= INSTRUCTIONS FOR THE TASK =
Give the number of lines in the data that hold the string "target". Nothing else is needed.

= RECORDS SUPPLIED =
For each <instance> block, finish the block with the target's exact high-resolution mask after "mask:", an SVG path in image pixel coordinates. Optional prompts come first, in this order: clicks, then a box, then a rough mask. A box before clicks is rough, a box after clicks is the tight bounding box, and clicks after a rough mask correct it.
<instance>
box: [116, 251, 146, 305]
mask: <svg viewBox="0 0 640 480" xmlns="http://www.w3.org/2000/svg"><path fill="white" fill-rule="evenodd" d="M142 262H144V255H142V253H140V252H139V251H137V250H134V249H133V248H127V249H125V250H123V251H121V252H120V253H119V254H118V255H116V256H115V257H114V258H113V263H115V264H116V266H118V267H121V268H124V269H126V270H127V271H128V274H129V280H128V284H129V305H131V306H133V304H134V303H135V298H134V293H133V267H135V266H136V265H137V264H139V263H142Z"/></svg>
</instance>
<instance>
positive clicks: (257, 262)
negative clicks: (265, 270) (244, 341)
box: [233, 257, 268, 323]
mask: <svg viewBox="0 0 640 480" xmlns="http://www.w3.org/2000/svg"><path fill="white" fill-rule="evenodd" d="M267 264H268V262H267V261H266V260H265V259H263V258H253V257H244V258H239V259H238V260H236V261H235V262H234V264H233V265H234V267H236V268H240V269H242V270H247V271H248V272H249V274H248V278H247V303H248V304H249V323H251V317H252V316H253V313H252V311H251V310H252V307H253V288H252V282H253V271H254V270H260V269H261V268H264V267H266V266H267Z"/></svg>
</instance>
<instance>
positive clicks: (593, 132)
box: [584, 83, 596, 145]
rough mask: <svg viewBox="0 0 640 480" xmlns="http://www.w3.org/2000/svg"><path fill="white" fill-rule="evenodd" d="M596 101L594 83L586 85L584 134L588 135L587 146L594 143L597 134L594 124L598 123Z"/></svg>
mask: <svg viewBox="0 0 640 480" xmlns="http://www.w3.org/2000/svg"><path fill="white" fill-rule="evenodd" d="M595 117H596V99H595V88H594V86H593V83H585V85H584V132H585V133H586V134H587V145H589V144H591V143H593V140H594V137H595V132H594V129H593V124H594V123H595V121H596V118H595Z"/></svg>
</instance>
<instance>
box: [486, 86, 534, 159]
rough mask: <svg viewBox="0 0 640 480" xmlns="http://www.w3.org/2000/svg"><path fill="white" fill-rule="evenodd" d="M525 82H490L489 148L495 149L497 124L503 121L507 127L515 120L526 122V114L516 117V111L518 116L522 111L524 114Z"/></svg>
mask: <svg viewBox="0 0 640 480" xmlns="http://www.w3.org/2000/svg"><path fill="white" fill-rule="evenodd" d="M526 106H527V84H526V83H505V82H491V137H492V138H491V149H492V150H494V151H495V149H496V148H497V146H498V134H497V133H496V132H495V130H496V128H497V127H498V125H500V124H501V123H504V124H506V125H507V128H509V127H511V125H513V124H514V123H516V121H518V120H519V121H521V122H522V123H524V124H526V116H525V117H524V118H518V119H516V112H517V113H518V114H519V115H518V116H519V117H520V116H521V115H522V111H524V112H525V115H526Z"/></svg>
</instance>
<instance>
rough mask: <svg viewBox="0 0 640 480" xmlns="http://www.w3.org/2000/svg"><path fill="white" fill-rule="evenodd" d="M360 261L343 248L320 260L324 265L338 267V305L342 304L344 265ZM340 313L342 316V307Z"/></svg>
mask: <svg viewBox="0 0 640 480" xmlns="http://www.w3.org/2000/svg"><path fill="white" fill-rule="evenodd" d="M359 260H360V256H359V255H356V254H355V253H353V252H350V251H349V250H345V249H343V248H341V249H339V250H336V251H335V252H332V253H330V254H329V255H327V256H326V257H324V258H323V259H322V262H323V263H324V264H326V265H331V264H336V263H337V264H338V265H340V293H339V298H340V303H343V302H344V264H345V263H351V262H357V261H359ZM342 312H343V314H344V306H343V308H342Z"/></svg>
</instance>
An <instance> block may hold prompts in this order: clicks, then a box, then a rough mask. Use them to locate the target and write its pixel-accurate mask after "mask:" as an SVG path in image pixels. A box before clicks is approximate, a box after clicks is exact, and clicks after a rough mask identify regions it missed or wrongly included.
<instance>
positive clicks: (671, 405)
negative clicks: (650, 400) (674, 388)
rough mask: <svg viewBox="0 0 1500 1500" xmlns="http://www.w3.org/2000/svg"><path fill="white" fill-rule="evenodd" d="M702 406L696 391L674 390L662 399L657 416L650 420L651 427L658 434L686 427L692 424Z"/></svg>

= WRITTEN ANSWER =
2